Introduction of Taiwan Antibiotic Resistance Surveillance SystemDOI: 10.6525/TEB.201902_35(3).0001
Yu-Hung Shih1.2*、Meng-Kai Hu1、Pei-Hsun Lee1、 Wan-Jung Lui1、Chen-Yen Hsu1.3、Hsiao-Ling Chang1
2019 Vol.35 NO.3
Correspondence Author： Yu-Hung Shih1.2*
Since the discovery of penicillin, many infectious diseases have been treated effectively, and patient safety has been promoted significantly. However, irrational use of antibiotics not only wastes medical resources but also produces the "antimicrobial resistance (AMR)" problem.
Facing the continuous spread of new drug resistance organism, existing antibiotics lose their efficacy faster than the development of new antibiotic drugs. In the recent years, the World Health Organization (WHO) calls upon all States should take actions as soon as possible to solve the problem of AMR and consider AMR and healthcare-associated infection as the most important challenge of patient safety.

» ENTRIES PROVIDED
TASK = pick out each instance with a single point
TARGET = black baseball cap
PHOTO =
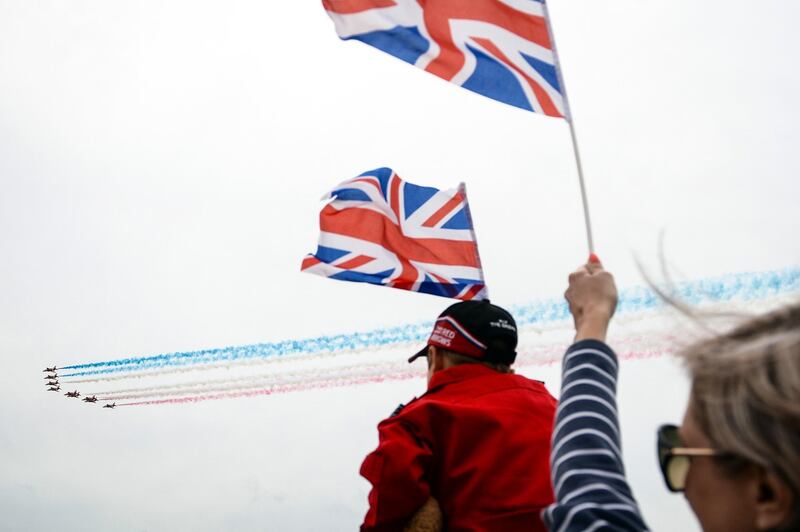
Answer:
(476, 329)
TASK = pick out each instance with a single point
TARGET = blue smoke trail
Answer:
(739, 287)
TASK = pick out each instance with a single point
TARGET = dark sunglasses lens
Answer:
(674, 468)
(677, 468)
(668, 439)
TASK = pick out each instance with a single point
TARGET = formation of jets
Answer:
(53, 386)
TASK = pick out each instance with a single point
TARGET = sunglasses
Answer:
(675, 459)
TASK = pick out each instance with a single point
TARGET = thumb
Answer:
(594, 263)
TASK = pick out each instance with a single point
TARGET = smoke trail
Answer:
(282, 388)
(639, 346)
(745, 287)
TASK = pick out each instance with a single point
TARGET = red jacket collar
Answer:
(459, 373)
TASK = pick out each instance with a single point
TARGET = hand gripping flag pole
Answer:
(568, 117)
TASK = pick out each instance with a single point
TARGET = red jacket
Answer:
(478, 441)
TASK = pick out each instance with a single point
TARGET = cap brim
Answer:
(421, 353)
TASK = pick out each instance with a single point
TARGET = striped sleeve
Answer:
(589, 481)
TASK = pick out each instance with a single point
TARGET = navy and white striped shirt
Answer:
(589, 481)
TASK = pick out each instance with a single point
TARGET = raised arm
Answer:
(589, 481)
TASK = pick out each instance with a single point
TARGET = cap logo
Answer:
(451, 335)
(503, 324)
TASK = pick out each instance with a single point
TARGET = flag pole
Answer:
(462, 189)
(568, 116)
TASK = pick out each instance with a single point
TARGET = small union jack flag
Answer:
(498, 48)
(382, 230)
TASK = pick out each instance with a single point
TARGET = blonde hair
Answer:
(746, 393)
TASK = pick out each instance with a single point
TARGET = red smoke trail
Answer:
(625, 354)
(279, 389)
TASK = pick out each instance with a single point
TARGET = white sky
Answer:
(160, 169)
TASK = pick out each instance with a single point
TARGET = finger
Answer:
(594, 265)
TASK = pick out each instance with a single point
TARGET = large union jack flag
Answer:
(382, 230)
(498, 48)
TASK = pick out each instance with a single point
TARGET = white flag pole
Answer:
(571, 122)
(462, 189)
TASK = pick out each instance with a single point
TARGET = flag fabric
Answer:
(501, 49)
(382, 230)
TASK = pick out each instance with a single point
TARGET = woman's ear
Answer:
(775, 505)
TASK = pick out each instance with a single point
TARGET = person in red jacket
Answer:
(477, 442)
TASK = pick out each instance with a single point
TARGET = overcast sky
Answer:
(161, 164)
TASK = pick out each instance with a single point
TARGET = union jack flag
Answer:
(498, 48)
(382, 230)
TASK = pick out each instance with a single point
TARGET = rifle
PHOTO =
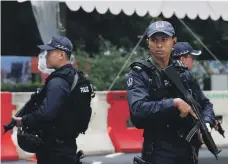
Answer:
(175, 80)
(218, 126)
(26, 109)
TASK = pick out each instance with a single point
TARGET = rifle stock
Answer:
(175, 80)
(25, 109)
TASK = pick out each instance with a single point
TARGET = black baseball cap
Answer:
(160, 27)
(58, 42)
(183, 48)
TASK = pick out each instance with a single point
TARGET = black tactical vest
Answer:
(159, 88)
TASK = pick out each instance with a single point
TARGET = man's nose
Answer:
(159, 45)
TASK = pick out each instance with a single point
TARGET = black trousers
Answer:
(57, 152)
(167, 151)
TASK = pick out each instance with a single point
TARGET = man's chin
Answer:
(160, 56)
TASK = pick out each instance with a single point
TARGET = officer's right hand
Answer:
(184, 108)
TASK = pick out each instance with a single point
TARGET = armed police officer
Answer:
(58, 113)
(155, 108)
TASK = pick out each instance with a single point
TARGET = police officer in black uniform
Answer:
(154, 105)
(55, 112)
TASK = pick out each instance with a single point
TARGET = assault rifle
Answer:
(175, 81)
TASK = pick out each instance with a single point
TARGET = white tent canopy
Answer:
(191, 9)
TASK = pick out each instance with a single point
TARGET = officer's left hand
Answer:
(201, 136)
(18, 121)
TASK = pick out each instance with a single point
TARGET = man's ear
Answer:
(174, 40)
(62, 54)
(147, 41)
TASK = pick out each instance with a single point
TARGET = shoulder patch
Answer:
(130, 82)
(180, 64)
(137, 68)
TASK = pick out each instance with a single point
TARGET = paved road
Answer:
(119, 158)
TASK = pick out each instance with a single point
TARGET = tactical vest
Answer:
(77, 117)
(159, 89)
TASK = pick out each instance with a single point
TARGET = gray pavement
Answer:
(205, 158)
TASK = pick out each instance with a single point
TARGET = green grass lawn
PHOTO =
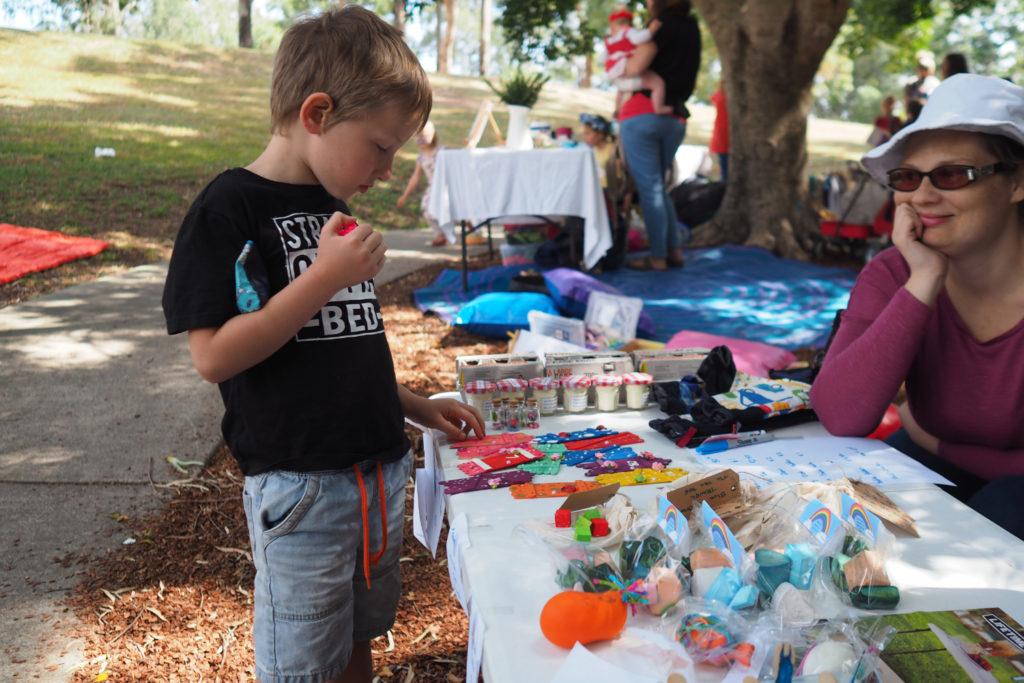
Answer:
(176, 115)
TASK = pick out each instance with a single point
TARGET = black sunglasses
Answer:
(943, 177)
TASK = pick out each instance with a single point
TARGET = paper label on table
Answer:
(862, 519)
(474, 649)
(428, 509)
(718, 489)
(722, 536)
(824, 459)
(883, 506)
(458, 543)
(820, 521)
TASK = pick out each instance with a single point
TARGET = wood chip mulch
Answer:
(177, 604)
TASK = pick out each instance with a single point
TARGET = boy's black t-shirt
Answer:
(329, 397)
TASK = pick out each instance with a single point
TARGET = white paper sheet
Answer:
(474, 649)
(458, 543)
(428, 510)
(824, 459)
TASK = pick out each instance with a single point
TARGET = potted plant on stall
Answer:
(519, 92)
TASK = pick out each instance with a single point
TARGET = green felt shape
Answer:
(542, 466)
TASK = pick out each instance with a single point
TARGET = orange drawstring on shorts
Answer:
(369, 559)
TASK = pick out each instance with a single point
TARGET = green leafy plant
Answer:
(519, 88)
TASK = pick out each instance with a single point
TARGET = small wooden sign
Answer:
(882, 505)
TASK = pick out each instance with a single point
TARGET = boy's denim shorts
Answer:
(311, 600)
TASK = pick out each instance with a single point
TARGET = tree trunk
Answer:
(399, 15)
(486, 17)
(439, 6)
(770, 51)
(445, 47)
(245, 24)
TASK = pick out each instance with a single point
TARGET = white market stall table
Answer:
(478, 185)
(962, 560)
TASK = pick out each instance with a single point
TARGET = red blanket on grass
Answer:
(25, 250)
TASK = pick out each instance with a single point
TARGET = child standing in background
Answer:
(621, 42)
(887, 124)
(429, 143)
(719, 143)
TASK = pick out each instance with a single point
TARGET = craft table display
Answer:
(480, 184)
(961, 560)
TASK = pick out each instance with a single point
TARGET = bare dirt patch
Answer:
(177, 604)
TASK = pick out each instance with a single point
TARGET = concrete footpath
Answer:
(94, 396)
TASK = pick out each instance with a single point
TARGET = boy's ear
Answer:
(314, 111)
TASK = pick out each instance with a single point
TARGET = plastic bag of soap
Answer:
(712, 633)
(578, 566)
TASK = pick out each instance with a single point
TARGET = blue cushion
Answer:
(497, 313)
(570, 289)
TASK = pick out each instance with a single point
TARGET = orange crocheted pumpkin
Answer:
(572, 616)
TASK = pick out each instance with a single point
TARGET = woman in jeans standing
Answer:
(650, 140)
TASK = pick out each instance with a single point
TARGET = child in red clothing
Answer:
(720, 133)
(887, 124)
(621, 42)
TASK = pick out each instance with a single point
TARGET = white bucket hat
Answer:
(964, 101)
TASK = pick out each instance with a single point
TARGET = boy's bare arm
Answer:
(220, 353)
(640, 59)
(452, 417)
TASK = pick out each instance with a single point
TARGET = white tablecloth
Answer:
(962, 560)
(475, 184)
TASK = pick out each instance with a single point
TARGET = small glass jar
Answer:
(574, 390)
(497, 416)
(637, 390)
(606, 391)
(546, 393)
(532, 419)
(512, 387)
(480, 395)
(514, 415)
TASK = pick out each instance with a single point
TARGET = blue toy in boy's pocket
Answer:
(497, 313)
(251, 290)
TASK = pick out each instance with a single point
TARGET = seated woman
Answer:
(943, 309)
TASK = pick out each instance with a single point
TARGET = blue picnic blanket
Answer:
(731, 291)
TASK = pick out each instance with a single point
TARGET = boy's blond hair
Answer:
(357, 58)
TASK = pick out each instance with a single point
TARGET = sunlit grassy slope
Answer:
(176, 115)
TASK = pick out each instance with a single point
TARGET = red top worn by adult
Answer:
(719, 143)
(966, 393)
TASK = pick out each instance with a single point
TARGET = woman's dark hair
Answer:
(954, 62)
(1009, 152)
(657, 7)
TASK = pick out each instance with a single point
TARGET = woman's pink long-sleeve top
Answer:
(969, 394)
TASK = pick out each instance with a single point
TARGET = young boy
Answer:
(313, 413)
(621, 43)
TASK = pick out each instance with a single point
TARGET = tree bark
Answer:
(770, 51)
(245, 24)
(399, 15)
(445, 46)
(486, 18)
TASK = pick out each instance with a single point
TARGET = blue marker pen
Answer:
(740, 440)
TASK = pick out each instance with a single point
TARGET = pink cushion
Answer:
(752, 357)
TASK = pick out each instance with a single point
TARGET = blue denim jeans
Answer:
(650, 142)
(1000, 500)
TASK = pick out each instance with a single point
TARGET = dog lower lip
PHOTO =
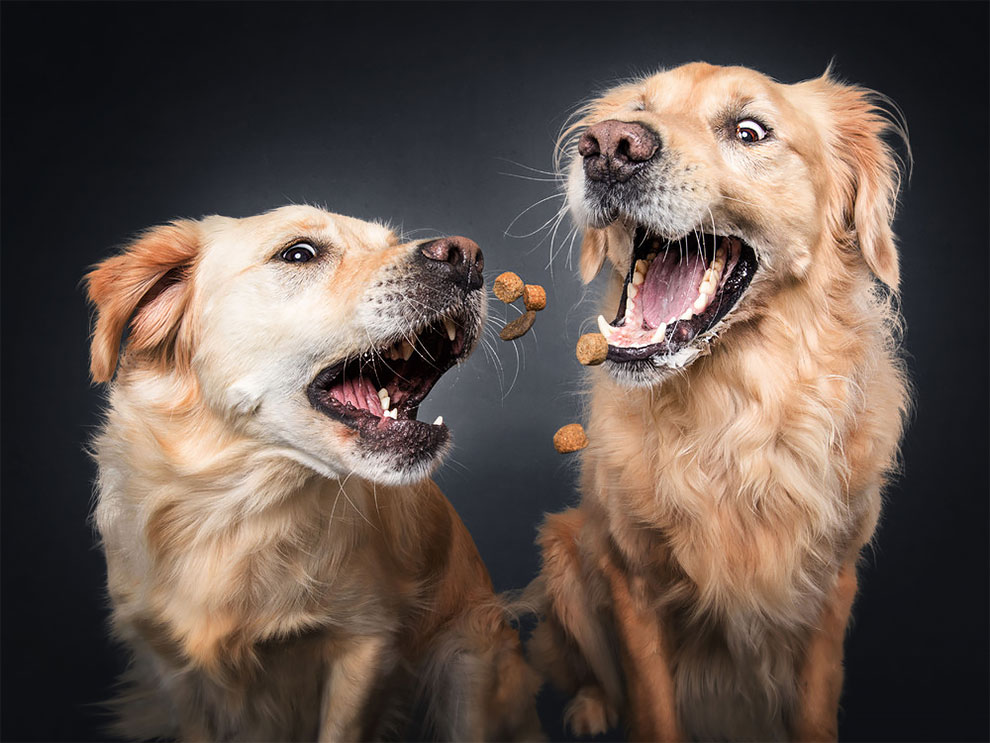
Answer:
(677, 291)
(382, 388)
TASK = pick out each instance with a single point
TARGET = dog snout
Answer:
(614, 150)
(459, 258)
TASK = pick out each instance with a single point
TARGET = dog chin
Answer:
(398, 468)
(651, 372)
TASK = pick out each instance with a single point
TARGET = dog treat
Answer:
(508, 287)
(570, 438)
(592, 349)
(534, 297)
(518, 327)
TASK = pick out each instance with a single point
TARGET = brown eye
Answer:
(749, 131)
(299, 253)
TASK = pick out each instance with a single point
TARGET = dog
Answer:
(279, 565)
(748, 414)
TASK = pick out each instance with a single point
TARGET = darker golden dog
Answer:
(748, 415)
(279, 565)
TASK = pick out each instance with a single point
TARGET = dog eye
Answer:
(299, 253)
(749, 131)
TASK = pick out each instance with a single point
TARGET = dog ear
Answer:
(148, 285)
(869, 195)
(593, 250)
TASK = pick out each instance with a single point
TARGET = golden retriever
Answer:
(748, 414)
(277, 562)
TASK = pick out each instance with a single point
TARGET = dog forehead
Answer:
(243, 241)
(701, 90)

» ACTIVITIES
1) Return the part of the antibiotic resistance surveillance excerpt that starts at "Facing the continuous" and ends at "of patient safety.", copied word for word.
2) In the excerpt on Taiwan's antibiotic resistance surveillance system, what does the World Health Organization consider the most important challenge of patient safety?
3) Extend the excerpt on Taiwan's antibiotic resistance surveillance system, picking up after its final sentence.

» EXPECTED RESPONSES
1)
Facing the continuous spread of new drug resistance organism, existing antibiotics lose their efficacy faster than the development of new antibiotic drugs. In the recent years, the World Health Organization (WHO) calls upon all States should take actions as soon as possible to solve the problem of AMR and consider AMR and healthcare-associated infection as the most important challenge of patient safety.

2) AMR and healthcare-associated infection.

3)
To combat AMR, strategies or interventions proposed internationally all include improving surveillance of drug resistance. The topic, " Combat antimicrobial resistance: No action today, no cure tomorrow" was adopted from WHO for World Health Day 2011. Member States were required to promote the surveillance of AMR with political commitment. Obama Administration released "National Action Plan for Combating Antibiotic-resistant Bacteria" in 2015, and one of the 5 goals of the Plan was to strengthen national one-health surveillance efforts to combat resistance. To prevent and control drug resistance, European Union also established European Antimicrobial Resistance Surveillance Network and published annual AMR surveillance report.